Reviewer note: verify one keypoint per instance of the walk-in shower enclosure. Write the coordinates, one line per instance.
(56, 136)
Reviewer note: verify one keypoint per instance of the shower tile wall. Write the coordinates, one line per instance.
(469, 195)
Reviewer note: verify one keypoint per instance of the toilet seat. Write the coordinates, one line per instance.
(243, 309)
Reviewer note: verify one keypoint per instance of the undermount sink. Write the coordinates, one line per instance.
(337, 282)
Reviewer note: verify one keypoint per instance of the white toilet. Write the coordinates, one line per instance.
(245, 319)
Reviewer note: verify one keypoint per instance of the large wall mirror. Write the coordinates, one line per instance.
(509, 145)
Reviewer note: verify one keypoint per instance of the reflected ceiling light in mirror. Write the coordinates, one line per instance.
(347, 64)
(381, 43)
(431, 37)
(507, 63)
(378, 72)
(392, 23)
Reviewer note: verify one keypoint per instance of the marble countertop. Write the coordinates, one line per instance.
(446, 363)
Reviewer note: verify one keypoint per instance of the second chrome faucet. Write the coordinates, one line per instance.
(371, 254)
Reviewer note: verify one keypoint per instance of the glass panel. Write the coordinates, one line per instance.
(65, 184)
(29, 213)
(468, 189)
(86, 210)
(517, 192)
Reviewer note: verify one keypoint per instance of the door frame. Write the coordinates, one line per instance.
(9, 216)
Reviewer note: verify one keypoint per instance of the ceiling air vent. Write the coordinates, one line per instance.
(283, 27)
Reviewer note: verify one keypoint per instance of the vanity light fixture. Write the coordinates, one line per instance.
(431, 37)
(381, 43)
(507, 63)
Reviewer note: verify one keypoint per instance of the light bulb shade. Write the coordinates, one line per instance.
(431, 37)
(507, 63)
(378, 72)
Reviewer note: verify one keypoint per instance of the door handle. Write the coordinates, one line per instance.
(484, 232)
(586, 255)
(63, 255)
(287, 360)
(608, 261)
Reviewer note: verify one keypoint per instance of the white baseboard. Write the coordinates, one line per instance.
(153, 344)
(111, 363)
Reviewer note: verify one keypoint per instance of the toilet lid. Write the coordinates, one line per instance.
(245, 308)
****************************************
• Exercise prompt
Could you return, character for character, the entries from the line containing "Reviewer note: verify one keypoint per instance of the second" through the last line of the entries, with both ends included?

• Written answer
Reviewer note: verify one keypoint per instance of the second chrome faucet. Write the coordinates, one line per instance.
(371, 254)
Reviewer note: verify one keypoint per instance of the glass panel. Write the coordinates, one line per instance.
(65, 184)
(29, 213)
(468, 189)
(86, 210)
(517, 192)
Reviewer note: verify one keypoint per instance of the door frame. Write the coordinates, one line per instance.
(9, 216)
Reviewer note: verify one keypoint per instance of the ceiling air vent. Write the coordinates, one line per instance.
(283, 27)
Reviewer note: verify one keypoint per instance of the vanity light fixture. Write the coordinates, one line per instance.
(431, 37)
(381, 43)
(507, 63)
Reviewer note: verify one keypoint per instance of the light bulb shade. Write the coordinates, one line per instance.
(431, 37)
(507, 63)
(378, 72)
Reviewer note: verify one keypoint per instance of the door handle. Write the coordinates, one line per instance.
(484, 232)
(586, 255)
(63, 255)
(287, 360)
(608, 261)
Reviewer note: verify one keypoint per instance of the white baseboard. Write the coordinates, one line per instance.
(153, 344)
(111, 363)
Reviewer note: verify one keypoint per instance of the toilet lid. Write the coordinates, one line per instance.
(245, 308)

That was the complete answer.